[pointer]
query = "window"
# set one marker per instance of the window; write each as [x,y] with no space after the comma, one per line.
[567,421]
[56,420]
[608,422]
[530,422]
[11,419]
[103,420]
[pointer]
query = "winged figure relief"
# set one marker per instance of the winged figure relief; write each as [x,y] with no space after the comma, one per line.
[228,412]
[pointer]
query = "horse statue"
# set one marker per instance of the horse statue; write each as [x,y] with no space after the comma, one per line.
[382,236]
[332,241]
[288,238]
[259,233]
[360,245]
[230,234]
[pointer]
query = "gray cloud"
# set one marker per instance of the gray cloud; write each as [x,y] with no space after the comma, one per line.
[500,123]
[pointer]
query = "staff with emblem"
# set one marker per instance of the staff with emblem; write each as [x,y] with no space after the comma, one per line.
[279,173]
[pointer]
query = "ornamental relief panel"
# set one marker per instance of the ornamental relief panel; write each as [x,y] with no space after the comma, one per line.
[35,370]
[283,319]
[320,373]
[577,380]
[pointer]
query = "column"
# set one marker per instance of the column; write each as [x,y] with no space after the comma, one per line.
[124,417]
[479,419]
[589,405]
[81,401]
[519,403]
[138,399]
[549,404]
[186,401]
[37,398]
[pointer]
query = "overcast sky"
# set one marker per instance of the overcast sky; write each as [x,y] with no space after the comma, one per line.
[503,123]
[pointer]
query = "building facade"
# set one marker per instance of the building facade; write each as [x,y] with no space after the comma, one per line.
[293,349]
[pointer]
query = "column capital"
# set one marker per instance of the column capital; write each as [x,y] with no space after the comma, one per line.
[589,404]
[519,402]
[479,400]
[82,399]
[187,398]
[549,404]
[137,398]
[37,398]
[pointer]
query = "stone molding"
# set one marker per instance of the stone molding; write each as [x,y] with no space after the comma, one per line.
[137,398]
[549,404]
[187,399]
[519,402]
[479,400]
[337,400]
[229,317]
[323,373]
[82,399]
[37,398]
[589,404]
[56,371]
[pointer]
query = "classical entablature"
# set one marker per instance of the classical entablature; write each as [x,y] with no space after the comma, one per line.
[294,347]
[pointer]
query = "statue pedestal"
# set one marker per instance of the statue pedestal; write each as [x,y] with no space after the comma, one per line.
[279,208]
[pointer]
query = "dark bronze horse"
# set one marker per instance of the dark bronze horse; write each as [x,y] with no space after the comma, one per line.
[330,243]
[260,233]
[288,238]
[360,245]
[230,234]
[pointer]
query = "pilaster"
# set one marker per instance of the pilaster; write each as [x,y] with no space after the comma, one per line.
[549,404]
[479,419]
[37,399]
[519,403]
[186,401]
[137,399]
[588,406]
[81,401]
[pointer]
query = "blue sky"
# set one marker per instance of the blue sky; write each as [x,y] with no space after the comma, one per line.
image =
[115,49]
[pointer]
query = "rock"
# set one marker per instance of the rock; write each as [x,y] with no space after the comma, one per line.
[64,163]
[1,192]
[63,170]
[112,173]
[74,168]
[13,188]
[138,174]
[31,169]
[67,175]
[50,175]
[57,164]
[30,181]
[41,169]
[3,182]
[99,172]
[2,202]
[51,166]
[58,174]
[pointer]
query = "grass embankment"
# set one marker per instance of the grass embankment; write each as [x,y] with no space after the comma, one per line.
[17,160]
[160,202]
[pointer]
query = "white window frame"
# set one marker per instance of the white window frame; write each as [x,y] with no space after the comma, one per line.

· · · · ·

_About this task_
Exactly as written, transcribe each line of the data.

_The answer_
[pointer]
query = "window"
# set one marker per instance of the window; write each as [x,y] with no space after the comma, one per line.
[567,421]
[56,420]
[608,422]
[530,422]
[11,419]
[103,420]
[pointer]
query = "winged figure relief"
# set one marker per instance of the winged figure relief; write each as [x,y] with no space after the comma, one per line.
[228,412]
[pointer]
query = "horse statue"
# set one marker per instance of the horse statue; write each as [x,y] with no space after the comma, one per line.
[382,236]
[332,241]
[288,238]
[259,233]
[360,245]
[230,234]
[pointer]
query = "gray cloud"
# set one marker per instance of the gray cloud; write each as [x,y] with no space after the comma, one per line.
[500,123]
[pointer]
query = "staff with emblem"
# set one marker per instance of the staff with emblem; write each as [x,y] with no space after the comma, one per line.
[279,173]
[pointer]
query = "ornamental relief panel"
# set one marker per instance of the ornamental relief panel; write each as [x,y] with no space after the comma, one per line.
[35,370]
[283,319]
[320,373]
[577,380]
[pointer]
query = "column"
# set one marker per instance of the column; write each as [x,y] with no space after the comma, one per line.
[124,417]
[479,419]
[589,405]
[81,401]
[519,403]
[138,399]
[549,404]
[186,401]
[37,398]
[pointer]
query = "overcast sky"
# set one marker per instance of the overcast sky; write each as [x,y] with no space after the comma, one per line.
[503,123]
[pointer]
query = "building facade"
# set one marker per instance of the building facade; write each as [x,y] with no space after the comma, one per line.
[293,349]
[pointer]
query = "column capital"
# set one marker per instance of the column capital; write each as [x,y] with no space after the comma, one per line.
[589,404]
[519,402]
[479,400]
[82,399]
[187,398]
[549,404]
[137,398]
[37,398]
[pointer]
query = "stone molding"
# set one marker per instance of the stone molding; write each as [x,y] with no space after the comma, one per line.
[137,398]
[549,404]
[187,399]
[519,402]
[479,400]
[337,400]
[229,317]
[323,373]
[82,399]
[37,398]
[589,404]
[56,371]
[pointer]
query = "classical entablature"
# set one marker per instance of the classical entablature; write each as [x,y] with no space after the comma, one per line.
[294,347]
[pointer]
query = "statue pedestal"
# set one marker per instance of the statue pedestal; write each as [x,y] with no space after the comma, one per line.
[279,208]
[pointer]
query = "dark bronze horse"
# set one marker per instance of the dark bronze horse; write each as [x,y] with no space after the comma, one per line.
[330,243]
[260,233]
[288,238]
[360,245]
[230,234]
[pointer]
query = "pilaster"
# set one marker per instance of the pilaster; write each as [x,y] with no space after the comma, one per line.
[549,404]
[479,419]
[37,399]
[519,403]
[186,401]
[137,399]
[588,406]
[81,401]
[pointer]
query = "blue sky"
# set one marker per instance of the blue sky; write each as [x,y] with no space after the comma, one per line.
image =
[115,49]
[pointer]
query = "rock"
# set one marker per instance of the rock; write each as [x,y] with no space after the comma, one per line.
[64,163]
[1,192]
[63,170]
[112,173]
[74,168]
[13,188]
[138,174]
[31,169]
[67,175]
[50,175]
[57,164]
[30,181]
[41,169]
[3,182]
[99,172]
[2,202]
[51,166]
[58,174]
[pointer]
query = "grass embankment"
# set one marker per instance of the grass embankment; write each as [x,y] with no space after the comma, one per line.
[17,160]
[160,202]
[pointer]
query = "white window frame"
# set one marker per instance of the white window frame; write each as [x,y] with no space after the comma, one per line.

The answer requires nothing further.